Can you repeat all of the rows below, replacing "drop a point" with "place a marker" wherever it occurs and leaving everything else unchanged?
--- begin ---
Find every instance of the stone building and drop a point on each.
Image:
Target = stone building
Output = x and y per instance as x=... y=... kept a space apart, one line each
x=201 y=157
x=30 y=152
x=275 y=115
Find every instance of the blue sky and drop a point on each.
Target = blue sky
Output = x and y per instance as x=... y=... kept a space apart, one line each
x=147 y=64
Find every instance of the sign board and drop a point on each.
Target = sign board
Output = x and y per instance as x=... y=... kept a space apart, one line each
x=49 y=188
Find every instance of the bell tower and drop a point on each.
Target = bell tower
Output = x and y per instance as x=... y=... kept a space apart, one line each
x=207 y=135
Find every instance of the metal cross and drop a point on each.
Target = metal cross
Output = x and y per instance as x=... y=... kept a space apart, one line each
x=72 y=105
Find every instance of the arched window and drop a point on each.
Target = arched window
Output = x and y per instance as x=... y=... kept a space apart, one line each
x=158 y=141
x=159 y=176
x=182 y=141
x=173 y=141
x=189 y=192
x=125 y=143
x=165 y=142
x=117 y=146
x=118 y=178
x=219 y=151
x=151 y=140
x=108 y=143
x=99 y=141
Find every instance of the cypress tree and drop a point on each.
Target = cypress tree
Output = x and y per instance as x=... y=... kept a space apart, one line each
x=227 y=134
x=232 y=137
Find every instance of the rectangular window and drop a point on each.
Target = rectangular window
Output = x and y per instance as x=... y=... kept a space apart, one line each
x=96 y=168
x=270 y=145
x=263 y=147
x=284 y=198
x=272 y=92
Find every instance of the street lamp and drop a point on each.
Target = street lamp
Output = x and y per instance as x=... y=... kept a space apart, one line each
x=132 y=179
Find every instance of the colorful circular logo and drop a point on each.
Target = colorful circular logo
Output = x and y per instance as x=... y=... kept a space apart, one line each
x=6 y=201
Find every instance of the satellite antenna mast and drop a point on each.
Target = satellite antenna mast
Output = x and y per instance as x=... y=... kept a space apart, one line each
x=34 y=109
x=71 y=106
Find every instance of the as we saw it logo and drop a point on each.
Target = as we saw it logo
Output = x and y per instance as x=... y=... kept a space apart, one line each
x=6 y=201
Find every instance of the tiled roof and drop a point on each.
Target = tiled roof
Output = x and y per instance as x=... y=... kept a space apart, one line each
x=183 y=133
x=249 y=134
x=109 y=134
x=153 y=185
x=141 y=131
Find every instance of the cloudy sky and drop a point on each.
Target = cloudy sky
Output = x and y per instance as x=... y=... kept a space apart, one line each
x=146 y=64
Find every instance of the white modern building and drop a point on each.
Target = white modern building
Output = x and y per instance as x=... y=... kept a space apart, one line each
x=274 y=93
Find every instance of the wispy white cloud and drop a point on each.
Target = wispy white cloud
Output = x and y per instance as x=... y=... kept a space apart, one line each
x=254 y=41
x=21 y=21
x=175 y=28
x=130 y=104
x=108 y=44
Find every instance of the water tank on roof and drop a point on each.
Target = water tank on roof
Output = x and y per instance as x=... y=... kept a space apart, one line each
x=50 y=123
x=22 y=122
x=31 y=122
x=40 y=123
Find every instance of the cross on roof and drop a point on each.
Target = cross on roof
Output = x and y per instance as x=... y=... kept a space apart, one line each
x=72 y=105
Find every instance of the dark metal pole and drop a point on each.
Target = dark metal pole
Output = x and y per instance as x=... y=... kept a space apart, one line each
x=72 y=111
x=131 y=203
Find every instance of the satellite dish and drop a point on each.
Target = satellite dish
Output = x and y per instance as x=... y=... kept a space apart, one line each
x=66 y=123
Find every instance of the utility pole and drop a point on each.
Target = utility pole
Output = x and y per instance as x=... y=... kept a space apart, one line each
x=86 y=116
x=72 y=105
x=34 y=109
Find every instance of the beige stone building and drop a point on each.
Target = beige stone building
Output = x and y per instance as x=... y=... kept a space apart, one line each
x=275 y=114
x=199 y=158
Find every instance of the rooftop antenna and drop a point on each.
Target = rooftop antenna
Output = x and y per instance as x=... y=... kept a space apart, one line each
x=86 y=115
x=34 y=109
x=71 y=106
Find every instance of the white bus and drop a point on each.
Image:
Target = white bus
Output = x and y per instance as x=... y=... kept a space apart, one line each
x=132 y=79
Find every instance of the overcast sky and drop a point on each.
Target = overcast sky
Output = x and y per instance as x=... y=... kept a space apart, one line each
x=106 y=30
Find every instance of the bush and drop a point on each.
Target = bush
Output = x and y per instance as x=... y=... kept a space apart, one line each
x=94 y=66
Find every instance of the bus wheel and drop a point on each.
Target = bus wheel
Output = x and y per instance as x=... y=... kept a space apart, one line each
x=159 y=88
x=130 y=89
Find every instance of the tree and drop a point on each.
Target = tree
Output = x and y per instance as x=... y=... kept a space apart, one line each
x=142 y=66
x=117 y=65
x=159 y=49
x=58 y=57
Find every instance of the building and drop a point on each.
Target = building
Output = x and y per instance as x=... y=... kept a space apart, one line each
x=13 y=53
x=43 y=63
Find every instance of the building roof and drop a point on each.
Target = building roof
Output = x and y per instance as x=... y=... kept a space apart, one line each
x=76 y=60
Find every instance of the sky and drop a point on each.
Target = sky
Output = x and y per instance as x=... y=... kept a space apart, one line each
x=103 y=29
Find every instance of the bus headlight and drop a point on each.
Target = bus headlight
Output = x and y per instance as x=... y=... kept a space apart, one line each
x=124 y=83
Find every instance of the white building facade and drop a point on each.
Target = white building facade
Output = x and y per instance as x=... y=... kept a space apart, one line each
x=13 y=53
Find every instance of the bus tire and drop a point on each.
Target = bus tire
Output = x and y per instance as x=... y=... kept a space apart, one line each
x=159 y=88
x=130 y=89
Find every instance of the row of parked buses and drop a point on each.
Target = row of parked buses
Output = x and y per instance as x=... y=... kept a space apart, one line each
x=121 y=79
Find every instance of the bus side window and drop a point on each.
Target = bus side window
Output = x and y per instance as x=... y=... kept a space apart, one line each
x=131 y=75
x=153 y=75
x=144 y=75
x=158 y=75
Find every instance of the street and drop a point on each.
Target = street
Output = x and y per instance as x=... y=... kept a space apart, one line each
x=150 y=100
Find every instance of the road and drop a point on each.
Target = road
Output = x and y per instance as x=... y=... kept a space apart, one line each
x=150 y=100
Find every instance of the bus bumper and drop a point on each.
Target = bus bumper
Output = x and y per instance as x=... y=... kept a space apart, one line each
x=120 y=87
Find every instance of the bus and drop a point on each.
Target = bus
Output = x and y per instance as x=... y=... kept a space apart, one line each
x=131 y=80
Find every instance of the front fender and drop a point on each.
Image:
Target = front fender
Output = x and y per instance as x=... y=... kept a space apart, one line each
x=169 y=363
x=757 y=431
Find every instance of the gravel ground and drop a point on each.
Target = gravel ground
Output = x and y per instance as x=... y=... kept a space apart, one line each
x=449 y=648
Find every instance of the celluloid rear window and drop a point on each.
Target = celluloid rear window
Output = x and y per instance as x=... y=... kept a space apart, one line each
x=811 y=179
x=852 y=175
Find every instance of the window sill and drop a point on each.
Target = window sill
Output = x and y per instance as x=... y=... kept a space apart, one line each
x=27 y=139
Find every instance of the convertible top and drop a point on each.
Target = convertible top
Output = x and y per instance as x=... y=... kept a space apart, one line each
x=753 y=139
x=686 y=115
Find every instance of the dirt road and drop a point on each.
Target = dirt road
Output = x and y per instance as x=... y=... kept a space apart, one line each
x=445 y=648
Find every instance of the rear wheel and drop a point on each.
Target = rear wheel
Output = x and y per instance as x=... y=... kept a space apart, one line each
--- end ---
ANSWER IN FULL
Find every instance of the stone building and place a marker on each.
Image:
Target = stone building
Output = x and y per instance as x=... y=... kept a space apart, one line each
x=201 y=157
x=30 y=152
x=275 y=115
Find every instance of the blue sky and place a marker on each.
Target = blue sky
Output = x and y per instance as x=... y=... kept a space apart, one line each
x=147 y=64
Find every instance of the sign board and place a marker on each.
Target = sign board
Output = x and y per instance as x=... y=... kept a space apart, one line each
x=49 y=188
Find every instance of the bell tower and place a marker on each.
Target = bell tower
Output = x and y per instance as x=... y=... kept a space apart, one line each
x=207 y=135
Find every instance of the metal cross and place a marker on each.
Target = metal cross
Output = x and y per instance as x=... y=... kept a space apart, one line each
x=72 y=105
Find every instance of the arched window and place a marker on each.
Target = arched window
Output = x and y per instance as x=... y=... kept a space apart, one line each
x=158 y=141
x=159 y=176
x=182 y=141
x=173 y=141
x=189 y=192
x=125 y=143
x=165 y=142
x=117 y=146
x=118 y=178
x=219 y=151
x=151 y=140
x=108 y=143
x=99 y=141
Find every instance of the cypress tree and place a marker on each.
Target = cypress tree
Output = x and y per instance as x=... y=... kept a space apart, one line each
x=227 y=134
x=232 y=137
Find every instance of the rectangular window and place a marker on each.
Target = rectangular window
Output = x and y per instance as x=... y=... kept a space apart, one line each
x=96 y=168
x=270 y=145
x=263 y=147
x=284 y=198
x=272 y=92
Find every instance of the street lamp and place a marker on each.
Target = street lamp
Output = x and y per instance as x=... y=... kept a space apart, one line each
x=132 y=179
Find every instance of the colorful circular logo and place a marker on each.
Target = colorful circular logo
Output = x and y per instance as x=... y=... kept a space apart, one line each
x=6 y=201
Find every instance of the satellite antenna mast and place a marker on each.
Target = satellite antenna mast
Output = x and y per instance as x=... y=... kept a space apart, one line each
x=34 y=109
x=71 y=106
Find every instance of the as we saw it logo and place a marker on each.
Target = as we saw it logo
Output = x and y per instance as x=... y=... kept a space apart, one line each
x=6 y=201
Find every instance of the tiled roof and place a marker on each.
Target = tiled roof
Output = x and y per instance as x=... y=... kept a space apart, one line each
x=183 y=133
x=249 y=134
x=109 y=134
x=153 y=185
x=141 y=131
Find every instance of the cloudy sky and place a marker on each.
Target = cloudy sky
Output = x and y per instance as x=... y=... kept a space apart, one line each
x=146 y=64
Find every instance of the white modern building and place a marker on each.
Target = white modern building
Output = x and y per instance as x=... y=... kept a space apart, one line each
x=274 y=93
Find every instance of the wispy white cloud and place a marker on each.
Target = wispy white cloud
Output = x and y per instance as x=... y=... kept a space apart, one line each
x=254 y=41
x=21 y=21
x=175 y=28
x=130 y=104
x=108 y=44
Find every instance of the water tank on roof and place a marker on each.
Target = water tank on roof
Output = x and y per instance as x=... y=... kept a space apart, one line each
x=50 y=123
x=22 y=122
x=31 y=122
x=40 y=123
Find every instance of the cross on roof and place a marker on each.
Target = cross on roof
Output = x and y per instance as x=... y=... kept a space apart, one line each
x=72 y=105
Find every instance of the dark metal pole and place a marker on each.
Target = dark metal pole
Output = x and y per instance as x=... y=... kept a space apart, one line each
x=72 y=111
x=131 y=203
Find every instance of the satellite dish and place a marker on each.
Target = satellite dish
Output = x and y per instance as x=... y=... kept a space apart, one line each
x=66 y=123
Find every instance of the utility pole and place a marker on each.
Target = utility pole
Output = x and y per instance as x=... y=... kept a space apart, one line each
x=86 y=116
x=72 y=105
x=34 y=109
Find every instance of the beige stone building and place a marker on each.
Target = beige stone building
Output = x and y per instance as x=... y=... kept a space apart, one line each
x=275 y=114
x=199 y=158
Find every instance of the rooftop antenna and place a marker on each.
Target = rooftop antenna
Output = x and y per instance as x=... y=... kept a space apart, one line each
x=86 y=115
x=34 y=109
x=71 y=106
Find every instance of the white bus and place a marker on each.
Image:
Target = white bus
Output = x and y per instance as x=... y=... kept a space apart, one line each
x=132 y=79
Find every instance of the overcast sky and place a marker on each.
Target = overcast sky
Output = x and y per instance as x=... y=... kept a space apart, one line each
x=106 y=30
Find every instance of the bush and place a marker on each.
Target = bush
Output = x and y per instance as x=... y=... kept a space apart, one line each
x=94 y=66
Find every instance of the bus wheel and place a marker on each.
Target = bus wheel
Output = x and y per instance as x=... y=... kept a space apart, one line each
x=159 y=88
x=130 y=89
Find every instance of the tree and place a marker on each.
Target = tree
Output = x and y per instance as x=... y=... kept a space apart, one line each
x=142 y=66
x=117 y=65
x=159 y=49
x=58 y=57
Find every instance of the building and place a marker on each.
Target = building
Output = x and y per instance as x=... y=... kept a space apart, one line each
x=13 y=53
x=43 y=63
Find every instance of the building roof and place a marker on each.
Target = building roof
Output = x and y per instance as x=... y=... kept a space apart, one line each
x=76 y=60
Find every instance of the sky and place a marker on each.
Target = sky
Output = x and y per instance as x=... y=... kept a space apart, one line each
x=103 y=29
Find every instance of the bus headlight and place a marker on each.
Target = bus headlight
Output = x and y per instance as x=... y=... kept a space apart, one line each
x=124 y=83
Find every instance of the white building facade and place a marker on each.
Target = white building facade
Output = x and y per instance as x=... y=... kept a space apart, one line each
x=13 y=53
Find every instance of the bus tire and place a marker on each.
Target = bus tire
Output = x and y per instance as x=... y=... kept a space apart, one line each
x=159 y=88
x=130 y=89
Find every instance of the row of parked buses and place a marker on each.
Target = row of parked buses
Output = x and y per instance as x=... y=... kept a space apart, one line each
x=121 y=79
Find every instance of the bus side window and place a marker on each.
Target = bus side window
Output = x and y per instance as x=... y=... kept a space apart, one line each
x=131 y=75
x=153 y=75
x=144 y=75
x=158 y=75
Find every instance of the street and place a marker on each.
Target = street
Output = x and y per instance as x=... y=... kept a space apart, one line each
x=150 y=100
Find every instance of the road and place a marker on each.
Target = road
Output = x and y per instance as x=... y=... kept a space apart, one line each
x=150 y=100
Find every instance of the bus bumper and place a marker on each.
Target = bus bumper
Output = x and y per instance as x=... y=... kept a space apart, one line each
x=120 y=87
Find every instance of the bus and place a marker on each.
Target = bus
Output = x and y per instance as x=... y=... kept a space apart, one line each
x=131 y=80
Find every instance of the front fender and place a marker on each.
Image:
Target = front fender
Output = x and y per instance as x=... y=... kept a space apart, one line each
x=169 y=363
x=757 y=431
Find every instance of the gravel ground and place a marker on each.
Target = gravel ground
Output = x and y per instance as x=... y=... kept a space apart, one line each
x=449 y=648
Find every instance of the celluloid rear window and place a marker on each.
Target = celluloid rear window
Output = x and y per instance as x=... y=... kept a space apart, one line each
x=811 y=179
x=852 y=175
Find every instance of the window sill and place a marker on each.
Target = window sill
Output = x and y per instance as x=... y=... kept a space apart, one line each
x=27 y=139
Find every instance of the convertible top and place a marker on each.
Target = convertible top
Output = x and y per instance as x=... y=... kept a space apart, one line each
x=753 y=139
x=686 y=115
Find every instance of the dirt road and place a marker on each.
Target = dirt road
Output = x and y per instance as x=... y=... kept a space apart, one line each
x=445 y=648
Find every instance of the rear wheel and place a marker on each.
Target = rear wheel
Output = x and y per instance as x=... y=... kept a space apart, one line each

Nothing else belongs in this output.